_Provided text_:

= Owen Campbell (actor) =

American actor

Owen Campbell (born June 9, 1994) is an American actor. He played lead roles in the films As You Are (2016), Super Dark Times (2017), and My Heart Can't Beat Unless You Tell It To (2020). On television, he played Jared Connors in The Americans.

==Early life==
Campbell grew up in Brooklyn and attended Fiorello H. LaGuardia High School.

_Exercise requirements_:
From the Owen Campbell text, extract the stretch from "Owen Campbell (born" through "in The Americans.", copying it word for word.

_Given information_:
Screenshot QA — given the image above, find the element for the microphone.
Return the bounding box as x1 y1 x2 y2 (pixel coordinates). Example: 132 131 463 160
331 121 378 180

_Final result_:
Owen Campbell (born June 9, 1994) is an American actor. He played lead roles in the films As You Are (2016), Super Dark Times (2017), and My Heart Can't Beat Unless You Tell It To (2020). On television, he played Jared Connors in The Americans.